### YOUR TASK
Rescale the listing below from the line containing "Could you please pick out the framed artwork" through the final line, both included. Reproduce every line, including the requests, but multiply each coordinate given as an answer by 1.85 and round it to a whole number with halves rounded up, leaving the requests and their sample coordinates unchanged.

### THE INPUT
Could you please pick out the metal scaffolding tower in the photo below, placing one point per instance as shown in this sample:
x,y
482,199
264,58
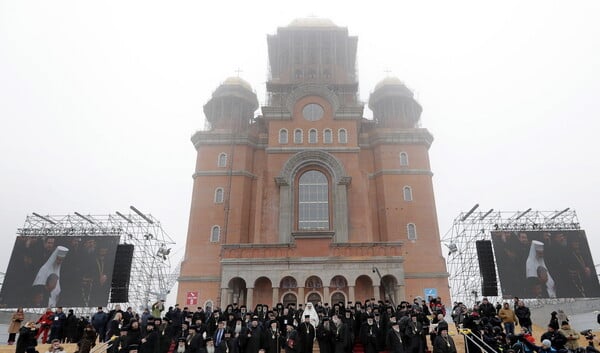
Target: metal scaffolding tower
x,y
468,227
151,273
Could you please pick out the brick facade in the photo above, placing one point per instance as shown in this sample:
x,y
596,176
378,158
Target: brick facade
x,y
245,240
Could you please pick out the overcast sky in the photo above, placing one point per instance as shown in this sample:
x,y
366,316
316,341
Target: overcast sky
x,y
98,100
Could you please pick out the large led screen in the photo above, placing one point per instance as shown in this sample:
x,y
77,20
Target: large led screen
x,y
52,271
545,264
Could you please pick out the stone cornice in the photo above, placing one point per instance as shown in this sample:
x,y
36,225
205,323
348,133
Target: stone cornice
x,y
224,173
321,148
313,234
372,244
288,251
223,138
312,89
199,279
419,275
400,172
402,137
312,260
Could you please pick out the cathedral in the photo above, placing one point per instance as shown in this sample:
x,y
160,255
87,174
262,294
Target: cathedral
x,y
306,200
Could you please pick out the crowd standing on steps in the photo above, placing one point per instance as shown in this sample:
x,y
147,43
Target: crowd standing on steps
x,y
372,327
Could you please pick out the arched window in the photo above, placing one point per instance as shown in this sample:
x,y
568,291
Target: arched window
x,y
312,136
327,136
411,229
222,161
219,195
215,234
342,136
407,193
313,201
283,136
298,136
403,159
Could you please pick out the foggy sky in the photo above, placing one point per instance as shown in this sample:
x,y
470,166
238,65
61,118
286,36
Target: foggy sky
x,y
98,101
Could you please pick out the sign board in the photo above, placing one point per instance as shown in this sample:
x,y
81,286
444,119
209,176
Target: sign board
x,y
430,292
191,298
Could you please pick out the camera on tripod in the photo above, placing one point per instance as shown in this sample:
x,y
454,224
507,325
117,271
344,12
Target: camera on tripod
x,y
588,334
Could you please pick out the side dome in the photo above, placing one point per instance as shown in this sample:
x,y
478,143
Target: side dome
x,y
232,105
393,104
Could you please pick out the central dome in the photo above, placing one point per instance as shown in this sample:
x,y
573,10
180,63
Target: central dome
x,y
312,22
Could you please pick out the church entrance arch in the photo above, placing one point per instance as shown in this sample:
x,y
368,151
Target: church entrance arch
x,y
289,298
263,291
314,298
237,290
337,297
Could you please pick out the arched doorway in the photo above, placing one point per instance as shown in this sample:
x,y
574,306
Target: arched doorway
x,y
387,290
363,289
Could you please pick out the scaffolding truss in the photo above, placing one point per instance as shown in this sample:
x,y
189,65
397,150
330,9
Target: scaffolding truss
x,y
151,275
468,227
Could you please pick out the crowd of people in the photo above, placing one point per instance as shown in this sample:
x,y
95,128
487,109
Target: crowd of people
x,y
375,326
494,328
369,327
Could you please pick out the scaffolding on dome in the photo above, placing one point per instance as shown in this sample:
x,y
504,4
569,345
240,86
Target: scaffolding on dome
x,y
463,266
151,264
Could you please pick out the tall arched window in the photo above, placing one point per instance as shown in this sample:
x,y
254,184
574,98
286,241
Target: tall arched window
x,y
411,229
342,136
327,136
219,195
283,136
403,159
312,136
313,201
407,193
222,161
298,136
215,234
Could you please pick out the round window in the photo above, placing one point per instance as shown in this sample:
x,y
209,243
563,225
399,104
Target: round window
x,y
312,112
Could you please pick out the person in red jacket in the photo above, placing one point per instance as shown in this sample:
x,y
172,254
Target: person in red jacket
x,y
45,322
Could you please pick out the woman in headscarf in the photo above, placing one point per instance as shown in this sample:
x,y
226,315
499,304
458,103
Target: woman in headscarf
x,y
52,266
535,260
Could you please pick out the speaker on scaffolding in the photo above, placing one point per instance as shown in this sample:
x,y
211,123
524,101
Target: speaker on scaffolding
x,y
119,289
487,268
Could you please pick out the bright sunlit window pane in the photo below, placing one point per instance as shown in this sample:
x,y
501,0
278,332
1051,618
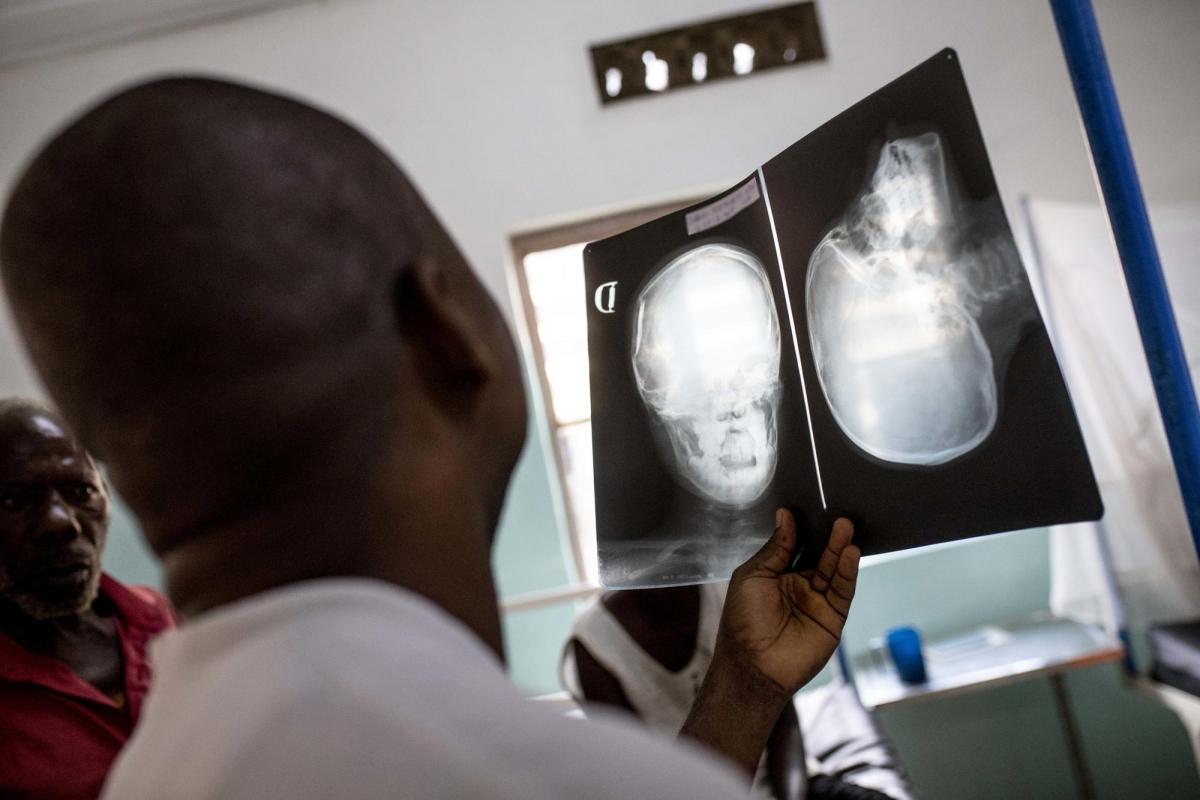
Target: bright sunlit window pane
x,y
556,288
575,444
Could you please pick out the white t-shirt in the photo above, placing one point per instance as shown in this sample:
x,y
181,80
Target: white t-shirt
x,y
357,689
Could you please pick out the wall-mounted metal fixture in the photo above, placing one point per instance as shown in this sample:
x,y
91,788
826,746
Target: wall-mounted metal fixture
x,y
730,47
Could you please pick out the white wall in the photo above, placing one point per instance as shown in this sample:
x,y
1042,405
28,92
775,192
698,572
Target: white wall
x,y
491,107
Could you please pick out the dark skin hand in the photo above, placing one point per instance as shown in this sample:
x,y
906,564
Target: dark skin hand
x,y
53,524
778,630
664,623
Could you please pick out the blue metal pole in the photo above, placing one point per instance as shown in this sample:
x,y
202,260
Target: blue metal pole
x,y
1126,208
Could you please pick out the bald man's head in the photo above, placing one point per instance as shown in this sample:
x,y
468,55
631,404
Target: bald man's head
x,y
219,284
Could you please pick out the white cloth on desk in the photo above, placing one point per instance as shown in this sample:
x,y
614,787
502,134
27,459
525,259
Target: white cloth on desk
x,y
663,698
357,689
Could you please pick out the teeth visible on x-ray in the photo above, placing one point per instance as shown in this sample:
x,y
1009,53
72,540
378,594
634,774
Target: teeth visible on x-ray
x,y
894,293
706,359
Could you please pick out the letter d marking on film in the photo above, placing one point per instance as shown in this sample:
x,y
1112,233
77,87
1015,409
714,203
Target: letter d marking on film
x,y
606,298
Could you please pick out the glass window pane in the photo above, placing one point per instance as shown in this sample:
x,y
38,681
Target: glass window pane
x,y
533,641
556,287
575,445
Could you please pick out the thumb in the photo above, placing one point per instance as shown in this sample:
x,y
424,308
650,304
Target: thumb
x,y
775,554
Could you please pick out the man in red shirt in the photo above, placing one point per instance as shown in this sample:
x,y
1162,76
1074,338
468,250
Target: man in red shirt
x,y
72,641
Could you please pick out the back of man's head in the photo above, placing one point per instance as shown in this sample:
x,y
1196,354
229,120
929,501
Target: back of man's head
x,y
221,286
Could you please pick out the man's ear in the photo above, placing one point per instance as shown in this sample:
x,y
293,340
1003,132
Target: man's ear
x,y
448,344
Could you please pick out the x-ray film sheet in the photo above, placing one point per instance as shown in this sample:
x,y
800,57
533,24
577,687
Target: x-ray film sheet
x,y
849,331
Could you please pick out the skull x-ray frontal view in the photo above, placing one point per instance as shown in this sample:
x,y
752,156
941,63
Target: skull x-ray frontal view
x,y
847,331
706,360
893,295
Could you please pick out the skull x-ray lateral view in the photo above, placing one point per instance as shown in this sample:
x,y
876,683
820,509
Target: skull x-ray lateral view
x,y
847,331
706,359
894,293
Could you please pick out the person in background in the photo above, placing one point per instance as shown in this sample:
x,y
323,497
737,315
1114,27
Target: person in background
x,y
315,407
73,668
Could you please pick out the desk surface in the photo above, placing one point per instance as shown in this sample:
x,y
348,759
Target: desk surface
x,y
990,655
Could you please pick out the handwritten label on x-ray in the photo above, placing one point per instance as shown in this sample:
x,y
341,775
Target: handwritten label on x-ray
x,y
714,214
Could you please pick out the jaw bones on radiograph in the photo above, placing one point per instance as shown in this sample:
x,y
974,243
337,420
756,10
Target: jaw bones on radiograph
x,y
706,359
894,292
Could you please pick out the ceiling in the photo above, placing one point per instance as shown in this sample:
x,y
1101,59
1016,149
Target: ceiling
x,y
35,29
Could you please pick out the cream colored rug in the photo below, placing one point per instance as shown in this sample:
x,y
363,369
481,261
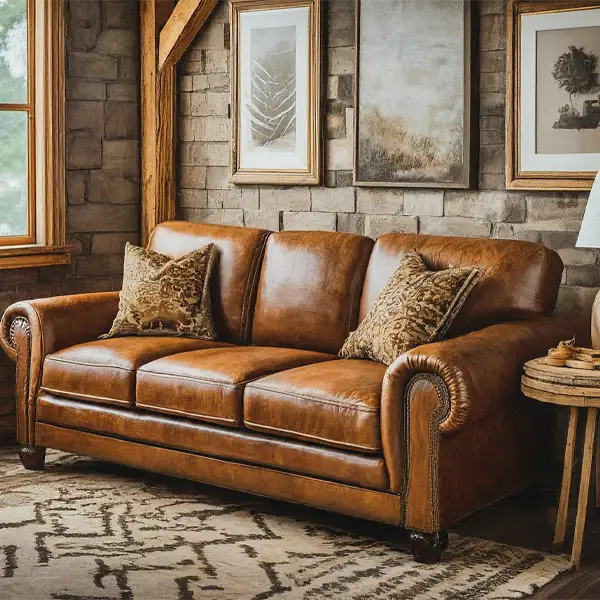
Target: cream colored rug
x,y
86,530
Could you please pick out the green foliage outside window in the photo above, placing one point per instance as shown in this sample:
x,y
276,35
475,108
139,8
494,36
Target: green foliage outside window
x,y
13,124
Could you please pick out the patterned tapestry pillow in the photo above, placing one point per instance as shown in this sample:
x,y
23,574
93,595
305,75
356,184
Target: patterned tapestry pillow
x,y
417,306
165,296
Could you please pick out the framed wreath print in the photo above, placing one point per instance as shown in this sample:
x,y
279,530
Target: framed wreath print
x,y
413,97
276,91
553,95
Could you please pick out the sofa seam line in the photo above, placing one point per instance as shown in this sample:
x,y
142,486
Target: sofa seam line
x,y
315,399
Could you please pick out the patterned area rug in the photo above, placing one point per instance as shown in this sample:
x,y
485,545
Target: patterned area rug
x,y
87,530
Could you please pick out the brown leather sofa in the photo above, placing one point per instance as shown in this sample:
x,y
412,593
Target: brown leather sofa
x,y
270,409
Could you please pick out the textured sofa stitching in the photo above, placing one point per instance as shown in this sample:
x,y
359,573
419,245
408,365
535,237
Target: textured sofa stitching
x,y
84,364
29,432
435,419
215,382
311,437
76,395
251,286
315,399
174,411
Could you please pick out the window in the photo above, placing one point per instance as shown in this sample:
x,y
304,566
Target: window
x,y
32,197
17,123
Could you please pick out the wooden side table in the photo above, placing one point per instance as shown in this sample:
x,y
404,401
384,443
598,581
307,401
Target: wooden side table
x,y
577,389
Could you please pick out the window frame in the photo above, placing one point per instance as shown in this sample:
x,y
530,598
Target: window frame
x,y
45,243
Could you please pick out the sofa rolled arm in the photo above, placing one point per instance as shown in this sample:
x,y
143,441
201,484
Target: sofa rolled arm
x,y
31,330
480,370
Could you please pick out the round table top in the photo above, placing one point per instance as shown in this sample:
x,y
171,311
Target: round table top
x,y
561,385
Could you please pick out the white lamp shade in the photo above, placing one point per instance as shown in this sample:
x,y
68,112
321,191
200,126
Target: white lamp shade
x,y
589,234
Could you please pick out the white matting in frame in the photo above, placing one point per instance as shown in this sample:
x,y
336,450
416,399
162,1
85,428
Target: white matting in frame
x,y
290,151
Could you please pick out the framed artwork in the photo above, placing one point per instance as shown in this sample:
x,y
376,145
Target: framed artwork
x,y
276,91
553,95
412,96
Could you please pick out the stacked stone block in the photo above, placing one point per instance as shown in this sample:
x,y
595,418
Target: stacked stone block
x,y
491,211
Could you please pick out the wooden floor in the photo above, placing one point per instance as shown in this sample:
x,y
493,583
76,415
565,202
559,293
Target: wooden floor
x,y
529,522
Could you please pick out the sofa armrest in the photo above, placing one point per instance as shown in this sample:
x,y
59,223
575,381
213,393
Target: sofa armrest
x,y
442,388
29,331
480,370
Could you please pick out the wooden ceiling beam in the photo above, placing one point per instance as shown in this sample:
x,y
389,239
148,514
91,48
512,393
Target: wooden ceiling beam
x,y
183,25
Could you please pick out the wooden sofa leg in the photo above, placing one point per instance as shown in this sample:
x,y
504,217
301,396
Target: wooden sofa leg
x,y
427,548
33,457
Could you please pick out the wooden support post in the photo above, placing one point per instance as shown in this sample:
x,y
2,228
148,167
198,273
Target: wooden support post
x,y
167,29
157,97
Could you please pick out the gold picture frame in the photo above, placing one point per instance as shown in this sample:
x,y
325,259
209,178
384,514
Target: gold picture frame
x,y
527,167
271,142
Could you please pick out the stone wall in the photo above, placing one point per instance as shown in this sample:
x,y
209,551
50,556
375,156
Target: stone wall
x,y
206,195
102,122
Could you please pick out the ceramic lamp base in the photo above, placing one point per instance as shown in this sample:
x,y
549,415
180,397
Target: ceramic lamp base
x,y
596,323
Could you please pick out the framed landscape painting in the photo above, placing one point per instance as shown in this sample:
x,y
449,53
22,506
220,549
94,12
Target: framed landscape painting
x,y
413,95
553,95
276,91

### THE SOLUTION
Could you please pick out the framed artwork in the photo above, placing one point per instance as shown in this sample:
x,y
376,145
Target: framed artwork
x,y
511,168
1023,176
762,178
Could you please pick out the stacked stone block in the photo above, placing one point per instance as shown in this sample:
x,y
595,418
Target: stacked stone block
x,y
908,390
Could you please pick out the wooden floor in the photo above, placing one point per instance as shown in this sample:
x,y
493,583
76,415
565,202
559,293
Target: wooden floor
x,y
979,966
Could you please pick out the sofa armrest in the photo above, placing one point per instance as shown in this sample:
x,y
59,223
575,381
213,393
Target: sofa armrest
x,y
818,718
54,612
888,685
Could you please pick out the wooden ceiling beam in the photo above, placing one point per instance as shown in this sample:
x,y
389,239
148,514
91,48
512,393
Target: wooden ceiling beam
x,y
339,46
Could you please pick out the wooden sofa leg in the photo above, placing one point per instance as shown in this sample:
x,y
504,217
301,396
Target: wooden sofa leg
x,y
790,1014
61,845
Could you please pick out the wooden support post in the photo above, placing one point per instance as shown in this sample:
x,y
2,228
148,167
198,273
Target: wooden support post
x,y
309,54
290,179
Could you please pick out the gold picture frame in the photo above, placing one point per instance as shown in this sample:
x,y
325,259
209,178
384,514
Target: gold picture frame
x,y
975,309
501,263
Could you please pick out the stone wall in the photo above, placing one point per instance as shown in this sample:
x,y
209,551
50,556
375,156
Target: stone wall
x,y
381,361
189,226
Could you please pick out the ceramic lamp base in the photo above, placing one point per instance as shown in this sample:
x,y
549,415
180,397
Target: ceramic lamp base
x,y
1103,598
Could you please pick out the framed landscape painting in the photo above, placing one point per instance as shown in this sample:
x,y
449,53
22,506
220,549
94,12
Target: framed landscape painting
x,y
764,176
1023,176
511,168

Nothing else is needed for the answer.